What you are asked to do: Express the lines below, from the one containing "of the tree" through the one containing "[[228, 194]]", as a Markdown table with the columns Row and Line, numbering each line and skipping any blank ones.

— Begin Records for the exercise —

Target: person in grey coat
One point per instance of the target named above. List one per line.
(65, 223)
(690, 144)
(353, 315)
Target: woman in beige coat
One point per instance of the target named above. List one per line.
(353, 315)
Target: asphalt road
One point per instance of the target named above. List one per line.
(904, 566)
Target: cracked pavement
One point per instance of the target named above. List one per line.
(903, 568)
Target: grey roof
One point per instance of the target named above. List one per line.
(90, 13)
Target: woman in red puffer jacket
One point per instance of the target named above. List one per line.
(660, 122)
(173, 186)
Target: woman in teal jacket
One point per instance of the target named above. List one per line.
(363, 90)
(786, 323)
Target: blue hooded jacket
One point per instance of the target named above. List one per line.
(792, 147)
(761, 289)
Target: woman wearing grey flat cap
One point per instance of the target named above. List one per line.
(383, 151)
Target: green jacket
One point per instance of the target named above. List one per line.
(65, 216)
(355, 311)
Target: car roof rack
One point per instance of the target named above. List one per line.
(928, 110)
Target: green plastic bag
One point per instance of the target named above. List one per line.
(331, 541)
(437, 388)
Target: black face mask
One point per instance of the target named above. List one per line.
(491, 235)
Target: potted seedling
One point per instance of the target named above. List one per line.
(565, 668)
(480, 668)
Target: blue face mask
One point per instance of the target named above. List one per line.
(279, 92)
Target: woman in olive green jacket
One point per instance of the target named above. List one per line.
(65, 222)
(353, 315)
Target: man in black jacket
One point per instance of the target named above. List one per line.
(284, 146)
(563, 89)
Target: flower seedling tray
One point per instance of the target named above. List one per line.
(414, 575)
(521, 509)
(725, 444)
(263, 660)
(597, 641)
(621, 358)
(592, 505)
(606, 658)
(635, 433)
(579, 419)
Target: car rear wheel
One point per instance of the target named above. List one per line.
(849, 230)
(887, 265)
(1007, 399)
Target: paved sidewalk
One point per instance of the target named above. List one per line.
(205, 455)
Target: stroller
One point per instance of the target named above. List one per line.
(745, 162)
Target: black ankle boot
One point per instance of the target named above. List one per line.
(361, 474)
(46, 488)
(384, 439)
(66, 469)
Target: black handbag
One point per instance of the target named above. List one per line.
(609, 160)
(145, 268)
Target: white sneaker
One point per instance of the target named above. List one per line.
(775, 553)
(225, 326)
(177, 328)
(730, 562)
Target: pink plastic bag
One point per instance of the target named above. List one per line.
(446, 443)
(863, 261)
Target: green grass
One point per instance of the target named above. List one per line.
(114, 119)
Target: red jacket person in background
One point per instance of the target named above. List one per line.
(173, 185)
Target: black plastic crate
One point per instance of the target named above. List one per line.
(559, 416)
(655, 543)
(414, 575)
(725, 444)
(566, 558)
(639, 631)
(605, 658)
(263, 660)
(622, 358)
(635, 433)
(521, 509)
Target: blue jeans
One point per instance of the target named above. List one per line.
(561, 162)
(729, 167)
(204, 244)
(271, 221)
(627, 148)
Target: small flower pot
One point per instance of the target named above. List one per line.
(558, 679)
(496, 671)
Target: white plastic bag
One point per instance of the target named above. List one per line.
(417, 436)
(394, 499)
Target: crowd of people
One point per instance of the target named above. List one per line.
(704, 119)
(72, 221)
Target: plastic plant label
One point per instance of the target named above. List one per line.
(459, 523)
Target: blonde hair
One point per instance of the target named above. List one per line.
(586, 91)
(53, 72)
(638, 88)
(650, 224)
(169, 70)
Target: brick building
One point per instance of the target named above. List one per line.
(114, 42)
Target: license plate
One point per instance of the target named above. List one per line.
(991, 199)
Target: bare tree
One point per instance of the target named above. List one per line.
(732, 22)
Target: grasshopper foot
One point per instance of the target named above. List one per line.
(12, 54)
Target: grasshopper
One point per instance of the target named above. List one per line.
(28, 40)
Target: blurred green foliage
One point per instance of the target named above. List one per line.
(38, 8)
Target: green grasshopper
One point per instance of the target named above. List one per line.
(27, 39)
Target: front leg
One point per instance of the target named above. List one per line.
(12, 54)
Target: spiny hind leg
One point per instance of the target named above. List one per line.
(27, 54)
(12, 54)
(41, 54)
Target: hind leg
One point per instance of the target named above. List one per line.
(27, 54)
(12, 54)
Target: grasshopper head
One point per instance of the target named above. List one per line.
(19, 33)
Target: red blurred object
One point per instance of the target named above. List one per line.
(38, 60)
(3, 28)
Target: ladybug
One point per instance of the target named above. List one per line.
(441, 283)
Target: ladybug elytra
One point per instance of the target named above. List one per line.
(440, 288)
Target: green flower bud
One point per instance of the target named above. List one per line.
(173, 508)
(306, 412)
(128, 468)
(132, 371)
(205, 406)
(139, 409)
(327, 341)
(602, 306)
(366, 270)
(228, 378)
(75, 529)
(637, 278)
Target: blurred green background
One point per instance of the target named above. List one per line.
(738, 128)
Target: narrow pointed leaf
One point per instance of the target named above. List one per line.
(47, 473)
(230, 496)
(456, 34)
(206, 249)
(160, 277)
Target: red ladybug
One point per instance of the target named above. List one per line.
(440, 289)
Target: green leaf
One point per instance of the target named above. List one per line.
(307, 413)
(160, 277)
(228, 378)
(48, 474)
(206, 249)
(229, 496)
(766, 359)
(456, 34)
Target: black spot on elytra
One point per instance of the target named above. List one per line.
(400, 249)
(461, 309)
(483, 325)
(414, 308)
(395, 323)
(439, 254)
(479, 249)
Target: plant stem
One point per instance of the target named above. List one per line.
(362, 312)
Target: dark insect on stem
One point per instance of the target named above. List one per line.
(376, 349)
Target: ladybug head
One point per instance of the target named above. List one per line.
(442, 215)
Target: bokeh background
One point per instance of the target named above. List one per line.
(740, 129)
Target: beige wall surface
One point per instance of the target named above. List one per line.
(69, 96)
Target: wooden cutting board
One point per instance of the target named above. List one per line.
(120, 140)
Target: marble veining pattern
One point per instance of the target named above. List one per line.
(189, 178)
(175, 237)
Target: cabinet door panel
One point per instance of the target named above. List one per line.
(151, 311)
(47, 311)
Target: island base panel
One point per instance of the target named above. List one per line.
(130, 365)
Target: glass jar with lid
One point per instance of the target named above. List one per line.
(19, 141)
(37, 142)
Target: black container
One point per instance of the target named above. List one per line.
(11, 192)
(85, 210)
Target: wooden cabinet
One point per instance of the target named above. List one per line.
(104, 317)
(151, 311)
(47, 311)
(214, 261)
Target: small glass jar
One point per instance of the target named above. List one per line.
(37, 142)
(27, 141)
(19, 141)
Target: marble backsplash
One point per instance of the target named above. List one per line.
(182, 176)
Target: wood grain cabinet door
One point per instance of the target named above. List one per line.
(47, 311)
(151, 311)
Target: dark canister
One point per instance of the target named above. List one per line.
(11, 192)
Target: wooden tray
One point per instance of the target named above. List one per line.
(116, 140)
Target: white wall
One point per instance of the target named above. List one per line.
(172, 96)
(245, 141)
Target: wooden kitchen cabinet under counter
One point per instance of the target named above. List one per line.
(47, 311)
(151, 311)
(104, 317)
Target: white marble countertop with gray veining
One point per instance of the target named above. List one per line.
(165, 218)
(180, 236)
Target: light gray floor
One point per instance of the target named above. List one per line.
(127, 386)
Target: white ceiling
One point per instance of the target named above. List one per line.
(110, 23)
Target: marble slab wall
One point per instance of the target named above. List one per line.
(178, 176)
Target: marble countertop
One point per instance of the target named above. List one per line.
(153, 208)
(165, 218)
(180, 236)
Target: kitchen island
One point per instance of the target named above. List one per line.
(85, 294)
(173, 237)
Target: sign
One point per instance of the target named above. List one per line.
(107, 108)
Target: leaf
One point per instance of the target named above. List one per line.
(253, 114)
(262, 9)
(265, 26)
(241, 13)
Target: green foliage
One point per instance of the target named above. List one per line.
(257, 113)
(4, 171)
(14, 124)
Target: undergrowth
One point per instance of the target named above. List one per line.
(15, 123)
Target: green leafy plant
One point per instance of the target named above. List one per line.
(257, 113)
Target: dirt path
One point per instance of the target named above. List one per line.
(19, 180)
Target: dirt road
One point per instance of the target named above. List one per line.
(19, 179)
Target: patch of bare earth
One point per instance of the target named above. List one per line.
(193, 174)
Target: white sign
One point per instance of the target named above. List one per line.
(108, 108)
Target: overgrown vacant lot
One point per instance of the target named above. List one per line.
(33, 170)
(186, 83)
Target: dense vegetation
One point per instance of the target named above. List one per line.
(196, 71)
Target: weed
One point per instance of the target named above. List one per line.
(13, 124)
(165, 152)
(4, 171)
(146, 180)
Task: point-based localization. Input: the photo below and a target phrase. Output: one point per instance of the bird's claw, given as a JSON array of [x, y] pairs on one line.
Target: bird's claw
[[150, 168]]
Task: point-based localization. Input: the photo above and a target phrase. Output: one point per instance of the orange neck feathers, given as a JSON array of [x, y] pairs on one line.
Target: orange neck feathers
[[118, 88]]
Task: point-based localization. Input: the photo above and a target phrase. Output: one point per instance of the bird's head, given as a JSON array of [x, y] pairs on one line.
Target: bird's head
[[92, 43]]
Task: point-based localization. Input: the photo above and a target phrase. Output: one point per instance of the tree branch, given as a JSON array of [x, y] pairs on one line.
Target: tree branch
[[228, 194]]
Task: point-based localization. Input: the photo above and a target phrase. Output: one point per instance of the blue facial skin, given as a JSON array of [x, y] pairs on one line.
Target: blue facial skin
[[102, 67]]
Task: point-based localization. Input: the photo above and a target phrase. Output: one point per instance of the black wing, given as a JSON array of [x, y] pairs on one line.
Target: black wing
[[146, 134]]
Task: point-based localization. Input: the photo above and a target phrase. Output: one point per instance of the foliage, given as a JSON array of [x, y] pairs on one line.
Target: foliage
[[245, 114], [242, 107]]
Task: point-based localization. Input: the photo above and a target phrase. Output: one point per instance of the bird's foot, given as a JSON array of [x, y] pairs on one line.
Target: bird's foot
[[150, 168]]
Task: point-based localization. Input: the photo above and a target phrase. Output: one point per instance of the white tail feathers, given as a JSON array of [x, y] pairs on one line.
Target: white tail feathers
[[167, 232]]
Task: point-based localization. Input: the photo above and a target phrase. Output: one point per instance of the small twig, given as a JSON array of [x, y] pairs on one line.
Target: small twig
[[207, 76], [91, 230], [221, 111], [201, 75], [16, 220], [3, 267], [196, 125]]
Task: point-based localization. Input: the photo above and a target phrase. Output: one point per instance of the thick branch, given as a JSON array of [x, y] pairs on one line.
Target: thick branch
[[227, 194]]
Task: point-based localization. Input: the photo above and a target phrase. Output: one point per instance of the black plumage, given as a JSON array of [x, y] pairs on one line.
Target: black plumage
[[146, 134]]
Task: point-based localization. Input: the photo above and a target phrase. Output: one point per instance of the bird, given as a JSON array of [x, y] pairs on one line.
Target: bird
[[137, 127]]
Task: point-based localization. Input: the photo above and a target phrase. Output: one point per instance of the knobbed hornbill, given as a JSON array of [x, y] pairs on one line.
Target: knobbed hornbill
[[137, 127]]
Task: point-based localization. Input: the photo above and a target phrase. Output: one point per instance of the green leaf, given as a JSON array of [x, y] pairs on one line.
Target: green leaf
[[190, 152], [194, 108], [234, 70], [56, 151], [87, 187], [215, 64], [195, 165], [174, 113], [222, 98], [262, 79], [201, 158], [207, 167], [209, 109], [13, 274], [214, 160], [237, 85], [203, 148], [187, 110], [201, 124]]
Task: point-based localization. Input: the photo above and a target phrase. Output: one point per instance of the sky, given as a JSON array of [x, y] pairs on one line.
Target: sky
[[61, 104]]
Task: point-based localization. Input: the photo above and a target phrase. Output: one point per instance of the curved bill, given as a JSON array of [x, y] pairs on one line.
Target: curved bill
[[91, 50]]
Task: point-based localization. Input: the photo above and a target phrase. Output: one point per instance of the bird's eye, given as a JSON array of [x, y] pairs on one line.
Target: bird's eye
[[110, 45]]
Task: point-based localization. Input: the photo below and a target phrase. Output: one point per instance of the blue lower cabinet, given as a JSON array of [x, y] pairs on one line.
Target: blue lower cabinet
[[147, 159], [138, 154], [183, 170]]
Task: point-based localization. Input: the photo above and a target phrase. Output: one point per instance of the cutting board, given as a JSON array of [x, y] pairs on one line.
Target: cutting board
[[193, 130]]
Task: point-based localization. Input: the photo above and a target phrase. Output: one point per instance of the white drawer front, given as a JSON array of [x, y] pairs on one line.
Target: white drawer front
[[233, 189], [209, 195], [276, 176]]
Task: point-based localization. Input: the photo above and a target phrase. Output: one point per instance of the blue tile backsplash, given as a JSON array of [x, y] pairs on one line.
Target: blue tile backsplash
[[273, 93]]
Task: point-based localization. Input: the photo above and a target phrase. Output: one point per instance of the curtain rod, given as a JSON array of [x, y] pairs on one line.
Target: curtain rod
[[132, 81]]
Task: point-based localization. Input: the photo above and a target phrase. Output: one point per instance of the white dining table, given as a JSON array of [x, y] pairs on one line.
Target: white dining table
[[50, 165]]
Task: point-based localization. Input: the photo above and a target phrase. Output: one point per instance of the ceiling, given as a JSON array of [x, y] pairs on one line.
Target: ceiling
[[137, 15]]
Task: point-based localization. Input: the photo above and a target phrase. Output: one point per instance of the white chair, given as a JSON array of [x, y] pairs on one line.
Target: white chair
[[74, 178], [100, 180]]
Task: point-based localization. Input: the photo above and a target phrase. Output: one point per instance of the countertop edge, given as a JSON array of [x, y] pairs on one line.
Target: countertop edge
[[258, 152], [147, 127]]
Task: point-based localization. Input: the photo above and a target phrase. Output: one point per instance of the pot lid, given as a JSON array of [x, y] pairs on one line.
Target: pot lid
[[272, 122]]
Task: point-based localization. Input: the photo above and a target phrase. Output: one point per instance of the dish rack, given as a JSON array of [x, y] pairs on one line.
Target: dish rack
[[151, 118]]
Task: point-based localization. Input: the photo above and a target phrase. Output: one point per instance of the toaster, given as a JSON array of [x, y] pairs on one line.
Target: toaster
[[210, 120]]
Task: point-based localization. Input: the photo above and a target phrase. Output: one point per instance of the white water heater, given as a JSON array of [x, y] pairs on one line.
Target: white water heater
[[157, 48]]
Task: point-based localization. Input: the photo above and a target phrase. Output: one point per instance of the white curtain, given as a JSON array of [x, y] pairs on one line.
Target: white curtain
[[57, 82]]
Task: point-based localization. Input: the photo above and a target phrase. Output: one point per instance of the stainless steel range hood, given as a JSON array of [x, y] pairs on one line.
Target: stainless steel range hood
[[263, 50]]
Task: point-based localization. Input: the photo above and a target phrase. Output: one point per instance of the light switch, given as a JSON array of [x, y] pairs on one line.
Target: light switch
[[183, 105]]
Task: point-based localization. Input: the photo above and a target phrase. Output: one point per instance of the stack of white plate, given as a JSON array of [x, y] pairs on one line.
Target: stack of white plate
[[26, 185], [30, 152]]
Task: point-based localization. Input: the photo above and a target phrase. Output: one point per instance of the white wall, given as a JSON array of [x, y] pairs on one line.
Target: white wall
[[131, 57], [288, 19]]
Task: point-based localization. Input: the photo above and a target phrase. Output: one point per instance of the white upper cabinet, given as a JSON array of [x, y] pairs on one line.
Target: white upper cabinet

— End Records for the exercise —

Solution to this problem:
| Row | Line |
|---|---|
| 1 | Task: point-based localization. Input: the photo above and a target phrase. Output: one point per instance of the tree branch, given as a JSON array of [x, y] pairs on one line. |
| 2 | Target: tree branch |
| 3 | [[228, 194]] |